Texte source:
========================================================================

Ancienne rédactrice mode dans un magazine québécois, Sophie Montminy explore, dans son premier roman, le culte des apparences, la pression de la perfection et la faune qui peuple l’univers des réseaux sociaux. Sous son vernis de légèreté, Imparfaite soulève des questionnements profonds.

Depuis qu’elle a mis le point final à son récit, Sophie Montminy porte sur son avant-bras droit le mot « imparfaite ». Ce titre de travail, qui s’est finalement imposé, marque la fin de la thérapie personnelle qu’a été pour elle l’écriture de ce récit, qui s’est échelonnée sur six ans. Pourquoi cette marque indélébile ? Pour lui rappeler qu’à l’instar d’Anna, le personnage principal de son roman, son désir d’être parfaite lui a un jour fait perdre son chemin.

« C’est difficile pour moi de me sortir de ce carcan, remarque-t-elle, même maintenant, après toutes ces réflexions. »

Après un épuisement professionnel et une dépression qu’elle a ignorés, celle qui est aujourd’hui consultante web et animatrice de la série de balados Femmes de fer confie avoir développé une dépendance aux réseaux sociaux.

Au début, c’était une passion, ça en est devenu une dépendance. Ça me faisait totalement décrocher et c’est devenu comme une façon de survivre. Ça me faisait du bien tout le temps jusqu’à ce que ça en soit nocif.

Sophie Montminy

Comme son personnage, elle est tombée dans ce « trou de lapin » que peuvent être les réseaux sociaux. Poussée à vivre sa vie dans le regard des autres. C’est ainsi que, dans cette histoire, qui se voulait d’abord axée sur l’obsession de l’image, celle des réseaux sociaux a pris une grande place.

========================================================================

Votre tâche: Imprimez sans aucune modification le passage de l'article sur le roman Imparfaite qui va de « Au début, c’était » jusqu'à « en soit nocif. » inclus.

Entrées fournies:
========================================================================

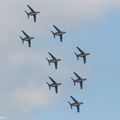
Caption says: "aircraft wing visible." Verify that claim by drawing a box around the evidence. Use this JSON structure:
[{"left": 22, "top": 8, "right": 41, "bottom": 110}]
[
  {"left": 33, "top": 15, "right": 36, "bottom": 22},
  {"left": 48, "top": 52, "right": 56, "bottom": 59},
  {"left": 77, "top": 105, "right": 80, "bottom": 112},
  {"left": 28, "top": 40, "right": 31, "bottom": 47},
  {"left": 22, "top": 30, "right": 29, "bottom": 37},
  {"left": 53, "top": 25, "right": 61, "bottom": 32},
  {"left": 27, "top": 5, "right": 35, "bottom": 12},
  {"left": 76, "top": 47, "right": 85, "bottom": 54},
  {"left": 60, "top": 34, "right": 62, "bottom": 42},
  {"left": 83, "top": 56, "right": 86, "bottom": 64},
  {"left": 55, "top": 62, "right": 57, "bottom": 69},
  {"left": 49, "top": 77, "right": 56, "bottom": 84},
  {"left": 55, "top": 86, "right": 58, "bottom": 93},
  {"left": 70, "top": 96, "right": 78, "bottom": 102},
  {"left": 73, "top": 72, "right": 82, "bottom": 79},
  {"left": 80, "top": 81, "right": 83, "bottom": 89}
]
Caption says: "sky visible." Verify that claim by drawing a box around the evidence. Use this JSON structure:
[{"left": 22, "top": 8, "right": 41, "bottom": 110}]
[{"left": 0, "top": 0, "right": 120, "bottom": 120}]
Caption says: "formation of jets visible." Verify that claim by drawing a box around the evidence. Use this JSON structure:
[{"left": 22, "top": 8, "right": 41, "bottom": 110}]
[{"left": 19, "top": 5, "right": 90, "bottom": 112}]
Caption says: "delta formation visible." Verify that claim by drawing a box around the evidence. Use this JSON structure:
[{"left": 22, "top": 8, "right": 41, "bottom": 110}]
[{"left": 19, "top": 5, "right": 90, "bottom": 112}]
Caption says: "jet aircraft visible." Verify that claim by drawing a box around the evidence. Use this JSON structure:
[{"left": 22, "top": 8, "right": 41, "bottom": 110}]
[
  {"left": 68, "top": 96, "right": 83, "bottom": 112},
  {"left": 25, "top": 5, "right": 40, "bottom": 22},
  {"left": 46, "top": 77, "right": 62, "bottom": 94},
  {"left": 71, "top": 72, "right": 87, "bottom": 89},
  {"left": 19, "top": 30, "right": 34, "bottom": 47},
  {"left": 46, "top": 52, "right": 61, "bottom": 69},
  {"left": 51, "top": 25, "right": 66, "bottom": 42},
  {"left": 74, "top": 47, "right": 90, "bottom": 64}
]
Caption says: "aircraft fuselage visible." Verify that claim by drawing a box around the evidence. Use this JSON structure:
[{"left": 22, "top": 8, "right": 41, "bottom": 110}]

========================================================================

La réponse:
Au début, c’était une passion, ça en est devenu une dépendance. Ça me faisait totalement décrocher et c’est devenu comme une façon de survivre. Ça me faisait du bien tout le temps jusqu’à ce que ça en soit nocif.